(DOCUMENT SEGMENT)
Venezuela: VP Pence said the Navy will carry out a 5-month humanitarian 
mission to Venezuelan refugees. Pence also threatened increased sanction 
pressure if the US doesn't see more support for Guaidó. Can the Navy be 
trusted?

https://www.youtube.com/watch?v=s06BifZtoP8 -- US will offer sanctions 
relief for those who break rank with Maduro, keep and increase pressure for 
other Venezuelans.

With the Venezuelan coup attempts (and ongoing failures), continued 
sanctions (which are war on the poor), and continued threat of "all options 
are on the table" which is code for military invasion, how can anyone take 
American government pledges of help seriously?






Healthcare: There are two current Medicare for All bills. One of them is 
better than the other.

https://thedeductible.com/2019/04/23/rep-jayapal-and-sen-sanders-have-introduced-medicare-for-all-bills-one-is-a-lot-better-than-the-other/ 
-- Rep. Pramila Jayapal's HR 1384 and Sen. Bernie Sanders S 1129 are both 
Medicare for All bills but according to author Kip Sullivan (member of the 
Health Care for All Minnesota Advisory Board and of the Minnesota chapter 
of Physicians for a National Health Program), S1129 (Sanders' bill) is worse.

A few quotes from the article:
> The cost-containment section in Representative Jayapal’s bill will cut
> health care costs substantially without slashing the incomes of doctors
> and hospitals. Senator Sanders’ bill cannot do that.

and:
> S 1129 authorizes a new form of insurance company called the 
> “accountable care organization” (ACO). S 1129 fails to authorize budgets
> for hospitals. Representative Jayapal’s bill, on the other hand,
> explicitly repeals the federal law authorizing ACOs, and it authorizes
> budgets for individual hospitals.
(End DOCUMENT SEGMENT)
(PROVIDED RECORDS)
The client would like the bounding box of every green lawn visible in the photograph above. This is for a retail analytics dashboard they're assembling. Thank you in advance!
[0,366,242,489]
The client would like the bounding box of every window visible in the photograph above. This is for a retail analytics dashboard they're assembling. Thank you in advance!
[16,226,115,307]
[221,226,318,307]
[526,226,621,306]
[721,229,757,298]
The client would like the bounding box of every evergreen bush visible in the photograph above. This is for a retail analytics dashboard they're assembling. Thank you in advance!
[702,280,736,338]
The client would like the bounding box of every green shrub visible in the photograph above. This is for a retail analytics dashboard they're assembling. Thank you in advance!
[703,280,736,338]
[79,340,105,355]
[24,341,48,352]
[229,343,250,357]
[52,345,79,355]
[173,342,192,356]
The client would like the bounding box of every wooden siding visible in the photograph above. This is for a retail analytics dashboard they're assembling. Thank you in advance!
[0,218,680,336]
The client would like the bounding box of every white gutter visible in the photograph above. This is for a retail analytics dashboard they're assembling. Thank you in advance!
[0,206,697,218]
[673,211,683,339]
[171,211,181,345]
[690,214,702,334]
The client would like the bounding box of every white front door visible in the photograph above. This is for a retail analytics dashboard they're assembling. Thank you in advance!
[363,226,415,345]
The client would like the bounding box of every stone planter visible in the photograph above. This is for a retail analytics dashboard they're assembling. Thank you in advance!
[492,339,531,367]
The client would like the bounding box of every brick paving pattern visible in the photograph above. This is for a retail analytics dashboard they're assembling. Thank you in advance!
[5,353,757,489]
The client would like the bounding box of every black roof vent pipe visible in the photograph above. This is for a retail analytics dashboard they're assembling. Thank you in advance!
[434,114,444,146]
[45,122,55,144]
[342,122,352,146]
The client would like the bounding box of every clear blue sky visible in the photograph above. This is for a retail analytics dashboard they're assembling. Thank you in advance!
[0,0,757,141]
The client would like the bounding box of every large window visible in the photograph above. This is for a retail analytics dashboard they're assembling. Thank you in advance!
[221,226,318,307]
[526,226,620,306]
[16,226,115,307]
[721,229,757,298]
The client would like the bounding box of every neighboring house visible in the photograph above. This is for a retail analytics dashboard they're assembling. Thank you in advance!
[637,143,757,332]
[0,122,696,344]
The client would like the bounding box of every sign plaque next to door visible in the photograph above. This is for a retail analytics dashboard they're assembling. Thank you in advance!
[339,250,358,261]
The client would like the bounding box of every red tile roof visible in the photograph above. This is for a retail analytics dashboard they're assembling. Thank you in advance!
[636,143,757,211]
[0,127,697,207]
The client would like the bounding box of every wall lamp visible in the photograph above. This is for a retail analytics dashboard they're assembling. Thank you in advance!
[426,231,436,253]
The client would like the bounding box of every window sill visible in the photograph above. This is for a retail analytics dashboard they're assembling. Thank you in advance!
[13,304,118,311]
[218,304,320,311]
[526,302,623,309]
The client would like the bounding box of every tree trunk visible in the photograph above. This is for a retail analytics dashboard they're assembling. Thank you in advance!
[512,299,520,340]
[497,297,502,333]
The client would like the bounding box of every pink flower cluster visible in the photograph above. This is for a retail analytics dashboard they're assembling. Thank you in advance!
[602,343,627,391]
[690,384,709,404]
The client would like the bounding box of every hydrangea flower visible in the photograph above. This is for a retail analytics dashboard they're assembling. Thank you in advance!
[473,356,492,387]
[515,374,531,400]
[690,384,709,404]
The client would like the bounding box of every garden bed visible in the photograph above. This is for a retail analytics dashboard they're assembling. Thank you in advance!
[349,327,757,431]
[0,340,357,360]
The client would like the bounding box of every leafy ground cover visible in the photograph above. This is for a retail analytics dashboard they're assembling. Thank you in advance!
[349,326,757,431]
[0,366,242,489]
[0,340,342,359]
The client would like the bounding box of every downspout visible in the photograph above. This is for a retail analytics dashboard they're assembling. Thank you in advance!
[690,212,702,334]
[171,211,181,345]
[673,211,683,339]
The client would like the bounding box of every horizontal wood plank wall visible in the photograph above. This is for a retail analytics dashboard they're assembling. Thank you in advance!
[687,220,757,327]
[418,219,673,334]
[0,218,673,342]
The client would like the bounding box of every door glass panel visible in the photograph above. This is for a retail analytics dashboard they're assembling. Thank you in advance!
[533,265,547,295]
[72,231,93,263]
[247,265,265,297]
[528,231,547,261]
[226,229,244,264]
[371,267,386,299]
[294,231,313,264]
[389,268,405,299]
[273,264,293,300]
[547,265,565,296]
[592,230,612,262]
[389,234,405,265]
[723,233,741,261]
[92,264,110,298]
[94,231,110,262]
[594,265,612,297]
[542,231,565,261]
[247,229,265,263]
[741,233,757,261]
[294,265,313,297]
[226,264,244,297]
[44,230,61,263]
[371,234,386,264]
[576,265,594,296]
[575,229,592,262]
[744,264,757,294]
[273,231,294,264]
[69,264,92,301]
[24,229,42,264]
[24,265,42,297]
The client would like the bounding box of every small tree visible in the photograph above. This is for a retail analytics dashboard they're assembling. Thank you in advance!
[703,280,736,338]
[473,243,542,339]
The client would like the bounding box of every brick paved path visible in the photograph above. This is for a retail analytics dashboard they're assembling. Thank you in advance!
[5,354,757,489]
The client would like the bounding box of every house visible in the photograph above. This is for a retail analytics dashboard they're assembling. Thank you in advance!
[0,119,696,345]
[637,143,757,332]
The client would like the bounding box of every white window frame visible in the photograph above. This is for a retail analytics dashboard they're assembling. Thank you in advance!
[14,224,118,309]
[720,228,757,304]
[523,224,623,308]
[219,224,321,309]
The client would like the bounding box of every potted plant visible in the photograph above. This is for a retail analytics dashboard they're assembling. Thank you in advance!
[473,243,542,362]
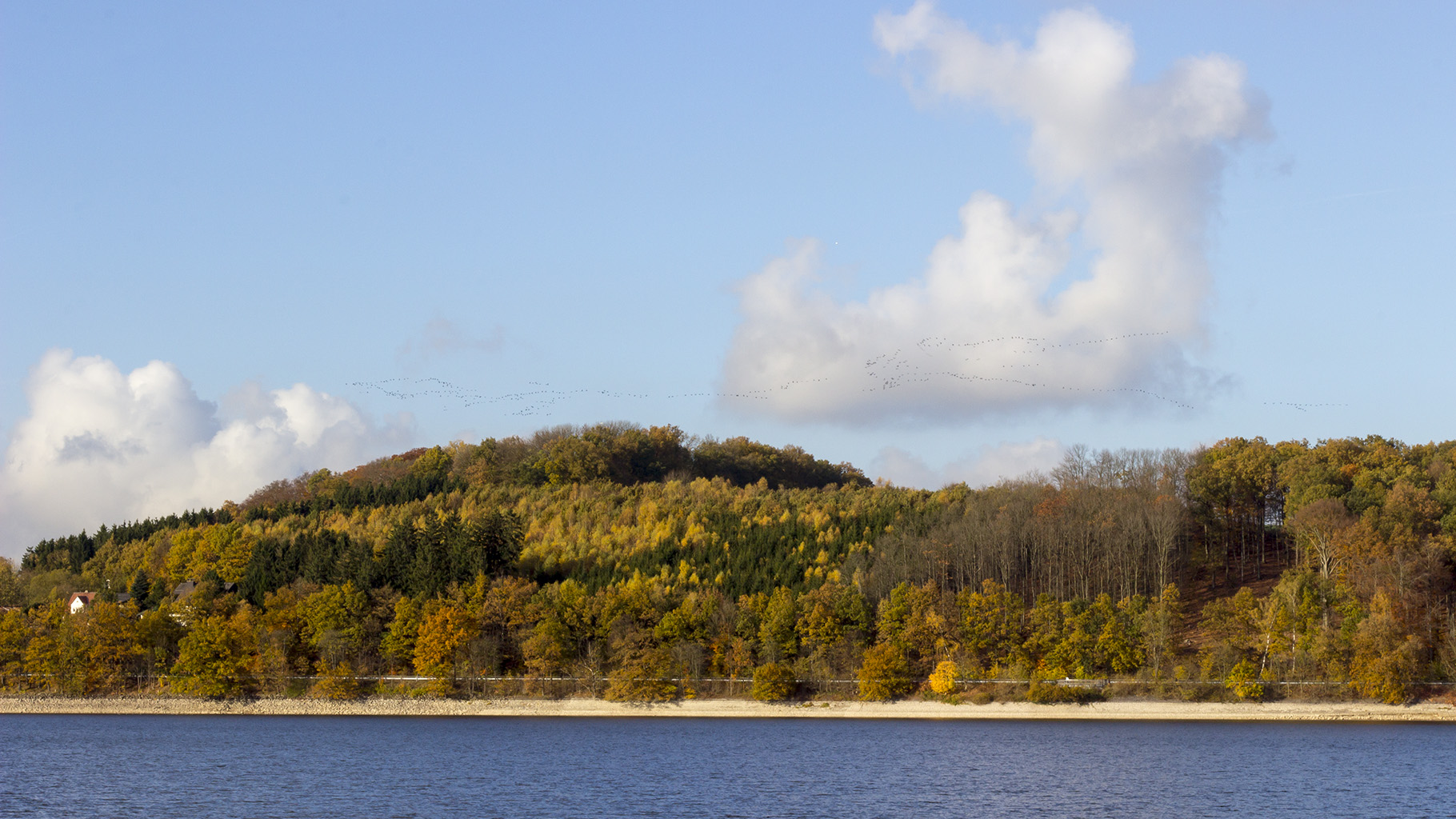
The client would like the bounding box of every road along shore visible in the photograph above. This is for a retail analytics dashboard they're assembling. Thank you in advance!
[0,695,1456,723]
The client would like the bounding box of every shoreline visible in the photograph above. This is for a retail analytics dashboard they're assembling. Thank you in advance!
[0,695,1456,723]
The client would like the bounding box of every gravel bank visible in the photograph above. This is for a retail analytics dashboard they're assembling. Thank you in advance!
[0,695,1456,723]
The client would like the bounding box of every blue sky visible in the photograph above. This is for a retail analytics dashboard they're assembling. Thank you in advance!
[0,2,1456,556]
(End PROVIDED RECORDS)
*TASK ITEM*. Render this sentence from the news digest into Spanish: "S 1129 fails to authorize budgets for hospitals."

*EXERCISE SOLUTION*. S 1129 no autoriza presupuestos para los hospitales.